STATED PROBLEM: Pick up the essay below about sloppy and jargon-filled English right after its last sentence and keep writing in the same voice.

I’m not talking here about outdated grammar rules and a fussy sort of prisspot pedantry. As a matter for fact, one of the most persistent pains a true English major suffers is such misplaced censure, especially when interrupting a casual speaker to let them know that “them” is plural and “speaker” is singular. In my book, this is merely rude. A caboose preposition is nothing to lose sleep over. 

No, what I’m writing about here is are things that are genuinely ugly or purposely unclear, or overly trendy, to the point of losing all meaning. You know — politics. That and corporate language, or management speech — which I call “Manglish” — is a great corrupter of speech. 

“We have assessed the unprecedented market shifts and have decided to pivot this company’s new normal to a deep-dive into a robust holistic approach to our core competency, circling back to a recalibrated synergy amid human capital in solidarity with unprecedented times.”

Committees try to make language sound profound and wind up writing piffle. I’m sure it was a committee that agreed in Iredell County, N.C., to make the county slogan, “Crossroads for the future.” I do not think that word means what you think it means. 

I wrote for a daily newspaper and language was my bread and butter, but the higher you go up the corporate ladder, the worse your words become. I remember the day they posted a new “mission statement” on every other column in the office, filled with buzz-word verbiage that didn’t actually mean anything. I looked at my colleague and said, “If I wrote like that, I’d be out of a job.”

But it isn’t just Manglish. Ordinary people are becoming quite lax about words and meanings. Too often, if it sounds vaguely right, it must be so. And you get “For all intensive purposes,” “It’s a doggy-dog world,” being on “tender hooks,” or “no need to get your dandruff up.”

“I’ve seen ‘viscous attack’ too many times recently,” my wife says. “It gives me an interior pain like a gall bladder attack.”

DATA EXTRACT:
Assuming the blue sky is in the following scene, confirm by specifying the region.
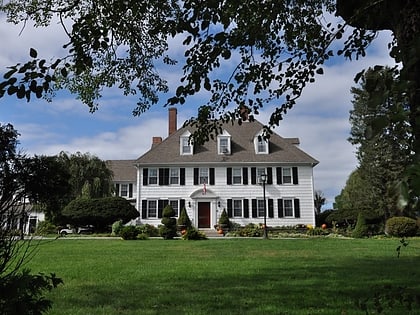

WRITTEN RESPONSE:
And the online world is full of shortcuts, some of which are quite clever, but most of which are just barbarous. An essay about digital usage is a whole nother thing. Not room here to dive in. 

But, there is a world of alternative usage that is not standard English, that any real English major will welcome as adding richness to the mother tongue. Regionalisms, for instance. Appalachian dialect: “I’m fixin’ to go to the store;”— actually, that is “stoe,” rhymes with “toe” —  “I belong to have a duck;” “I have drank my share of Co-Cola.”

And Southern English has served to solve the historical problem of having lost the distinction between the singular “thee,” and the plural “you,” with the plural “you all,” or “y’all.” Although, more and more “y’all” is now being used also for the singular, and so is becoming replaced with “all y’all.” Keep up, folks. 

Then, there’s African-American English, which has enriched the American tongue immensely, as has Yiddish: “Shtick,” “chutzpah,” “klutz,” “schmooze,” “tchotchke.”

Regionalisms and borrowings are like idioms. Sometimes they don’t really make sense, but they fall comfortably on the tongue. “Who’s there?” “It’s me.” Grammatically, it would be proper to say “It is I,” but no one not a pedant would ever say such a thing. The ear is a better arbiter than a rulebook.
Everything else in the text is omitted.